___ MATERIAL SHOWN
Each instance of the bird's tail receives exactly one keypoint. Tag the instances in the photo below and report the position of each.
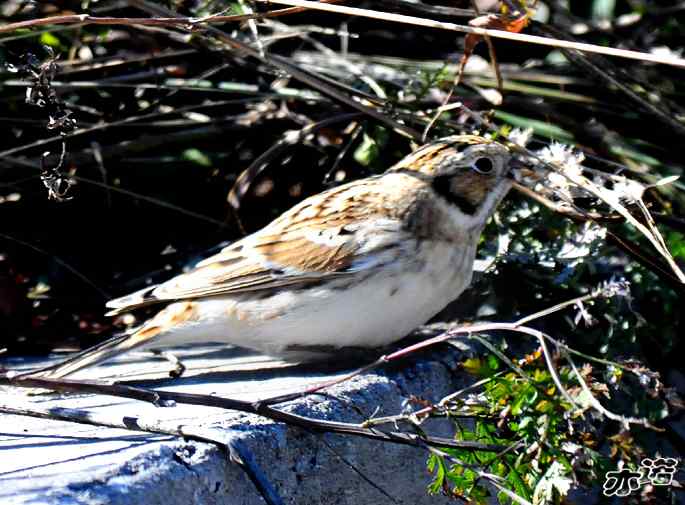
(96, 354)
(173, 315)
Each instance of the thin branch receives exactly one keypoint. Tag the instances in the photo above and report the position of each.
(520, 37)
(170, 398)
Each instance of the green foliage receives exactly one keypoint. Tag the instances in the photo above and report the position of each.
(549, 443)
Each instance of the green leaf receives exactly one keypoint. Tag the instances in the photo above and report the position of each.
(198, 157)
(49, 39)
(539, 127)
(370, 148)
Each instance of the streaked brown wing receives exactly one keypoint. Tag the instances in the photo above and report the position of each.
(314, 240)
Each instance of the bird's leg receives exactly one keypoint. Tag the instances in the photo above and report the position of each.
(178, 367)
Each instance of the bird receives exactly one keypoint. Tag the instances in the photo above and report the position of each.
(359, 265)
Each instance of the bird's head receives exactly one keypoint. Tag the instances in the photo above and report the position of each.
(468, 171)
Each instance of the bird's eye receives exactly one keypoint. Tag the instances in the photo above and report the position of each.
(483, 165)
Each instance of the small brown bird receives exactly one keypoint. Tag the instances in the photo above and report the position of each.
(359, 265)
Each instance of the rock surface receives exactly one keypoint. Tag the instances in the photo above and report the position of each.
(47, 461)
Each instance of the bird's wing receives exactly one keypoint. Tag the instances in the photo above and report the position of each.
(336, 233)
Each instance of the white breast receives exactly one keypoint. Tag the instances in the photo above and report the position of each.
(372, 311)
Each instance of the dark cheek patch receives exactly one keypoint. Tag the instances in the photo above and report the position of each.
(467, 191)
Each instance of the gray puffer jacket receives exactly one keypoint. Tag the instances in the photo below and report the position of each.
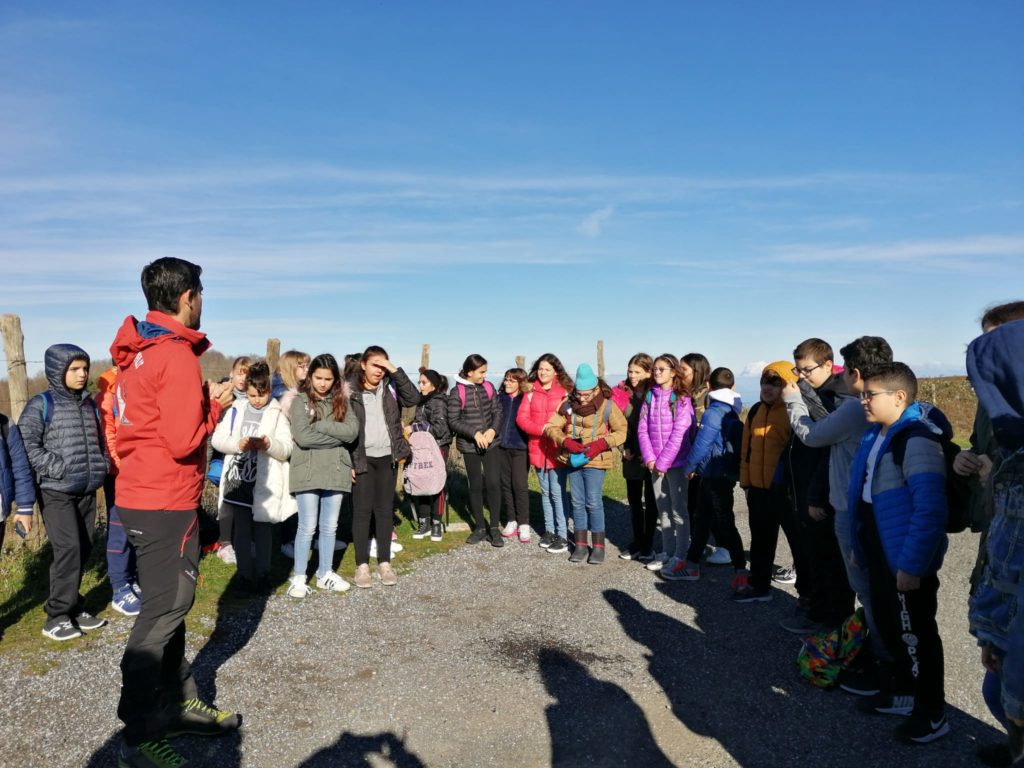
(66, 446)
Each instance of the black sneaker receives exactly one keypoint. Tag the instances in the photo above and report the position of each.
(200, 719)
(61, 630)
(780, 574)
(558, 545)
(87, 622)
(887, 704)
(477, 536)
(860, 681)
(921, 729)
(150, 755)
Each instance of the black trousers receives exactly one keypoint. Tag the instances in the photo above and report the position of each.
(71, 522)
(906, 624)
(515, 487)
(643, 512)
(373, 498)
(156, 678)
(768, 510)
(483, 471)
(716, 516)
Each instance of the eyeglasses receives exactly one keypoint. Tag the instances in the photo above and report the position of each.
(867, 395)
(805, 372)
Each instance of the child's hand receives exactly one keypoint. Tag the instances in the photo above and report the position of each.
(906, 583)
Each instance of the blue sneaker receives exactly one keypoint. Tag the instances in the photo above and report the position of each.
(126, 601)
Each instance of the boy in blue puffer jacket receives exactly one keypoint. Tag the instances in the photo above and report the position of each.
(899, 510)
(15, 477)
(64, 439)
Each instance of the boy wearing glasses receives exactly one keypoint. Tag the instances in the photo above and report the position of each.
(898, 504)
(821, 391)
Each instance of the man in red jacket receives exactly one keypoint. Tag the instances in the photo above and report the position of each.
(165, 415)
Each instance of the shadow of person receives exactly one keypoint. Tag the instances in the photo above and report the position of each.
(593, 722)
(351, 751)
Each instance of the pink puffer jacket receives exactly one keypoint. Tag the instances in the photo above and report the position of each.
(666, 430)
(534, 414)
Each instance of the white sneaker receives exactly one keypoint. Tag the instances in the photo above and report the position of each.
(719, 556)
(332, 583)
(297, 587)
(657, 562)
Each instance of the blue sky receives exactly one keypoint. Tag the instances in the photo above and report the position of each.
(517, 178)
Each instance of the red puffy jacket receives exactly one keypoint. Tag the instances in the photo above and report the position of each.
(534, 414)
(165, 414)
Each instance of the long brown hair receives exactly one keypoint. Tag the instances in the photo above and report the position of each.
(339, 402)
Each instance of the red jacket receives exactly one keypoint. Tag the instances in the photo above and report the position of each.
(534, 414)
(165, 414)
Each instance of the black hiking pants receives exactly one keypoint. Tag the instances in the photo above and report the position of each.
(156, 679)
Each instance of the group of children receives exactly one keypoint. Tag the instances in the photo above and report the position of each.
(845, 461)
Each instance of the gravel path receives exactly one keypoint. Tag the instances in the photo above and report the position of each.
______
All lines from the line containing "Each instance of the man" through the end of the listing above are to be duplicated exactly; include both ends and nothing further.

Each instance of the man in red jacket receives exactly one keypoint. Tag the instances in the photo above and report the position of each.
(165, 415)
Each instance of the shadow of person receives exactly one keypoint. Tag the instances in the photo above and report the position of each.
(593, 722)
(351, 751)
Each instance of the pink puffer jacket receives exactly one keypoint. Tag the instances in the photo above and report the position of each.
(666, 430)
(534, 414)
Each instance of the white sneaker receives exactly one keypoint. Tag the instances in the photo above and report the position of each.
(719, 556)
(332, 583)
(297, 587)
(657, 562)
Each instance of the blue sky receives exactly one keypoint. Tag the instances in the photo above and report the position of each.
(517, 178)
Each instance of the red puffy jacket receives exactly one keypoint. Tag the instances in the photo above and report the position of each.
(534, 414)
(165, 414)
Each instance of the long brown hair receives exactly one keypoint. Tag the instances in the photo above and report the position of each.
(339, 402)
Each instance of the red jacket receives exactly one keypoint. Tag the instances in the photo above and report the position of each.
(534, 414)
(165, 414)
Each instance of the black hiking pants receives exactly one keypoint. Tag the instances in the photo above and report the position of each.
(156, 679)
Each instance of the group of children receives exactly one keypoint. Tag the instances in the photo above and report the position of each.
(845, 461)
Each instance of the gravel path receives exactly one keypoint. Tag the instances in the photo above and report the position of each.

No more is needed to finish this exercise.